Exercise objective = Name every country mentioned in the opinion piece on the Gaza-Israel conflict below, leaving out the Gaza Strip itself.

Selected passage =
Israel-Gaza Rant Circa – August 2014 – Here we are again, again!

In Gaza, Israel, Middle East on August 21, 2014 at 9:47 PM

Dark days.


I haven’t really said much about the latest round of Gaza-Israel hostilities but after a number of questions (and arguments!) about the conflict over the last few weeks, I feel a need to state my piece (peace!). My viewpoints have been established after spending about seven out of the last eighteen years living in Israel, some of which as a journalist, and most of my life obsessed with the region. To be clear, I identify as a left-wing Australian Israeli. Meaning that on the political spectrum I am most closely aligned with the Greens in Australia and the social democratic Meretz in Israel (check out their stated principles for where I stand (more or less) on Israel here). I am also a pragmatist.

In reality this means that I am a firm believer that the only way to end the Israeli-Palestinian conflict is through a negotiated settlement. No matter the amount of rockets raining down on Israel, and let face it, there have been thousands, nor the horrific amount of civilian deaths in Gaza caused by IDF air strikes, yes horrific. There is no other way to end this conflict other than to talk about a solution. However before a solution can be discussed, there are some facts on the ground issues that have to be brought to light or at the very least not swept under the carpet.

1. The argument that The Gaza Strip is not occupied. What a crock. Perhaps a better word is surrounded or caged. Whilst no Israeli troops are stationed in Gaza, Israel controls most of its trade routes, Egypt the other. Gaza has no port and no airport. Israel controls the sea beyond 5.6km of Gaza, meaning that fishermen cannot fish effectively. In effect this makes Gaza an open air prison, where people and products cannot freely leave or enter (read more here). Claims that Gaza could have been the Singapore of the Middle East after Israel physically left Gaza in 2005 are ridiculous. Singapore has one of the busiest ports in the world and its airport is a hub for thousands of international flights per year. Gaza never had a chance.

Data provided =

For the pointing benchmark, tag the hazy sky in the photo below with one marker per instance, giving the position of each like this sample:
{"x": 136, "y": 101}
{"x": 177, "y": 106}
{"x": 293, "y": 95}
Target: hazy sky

Written solution = Israel, Australia, Egypt, Singapore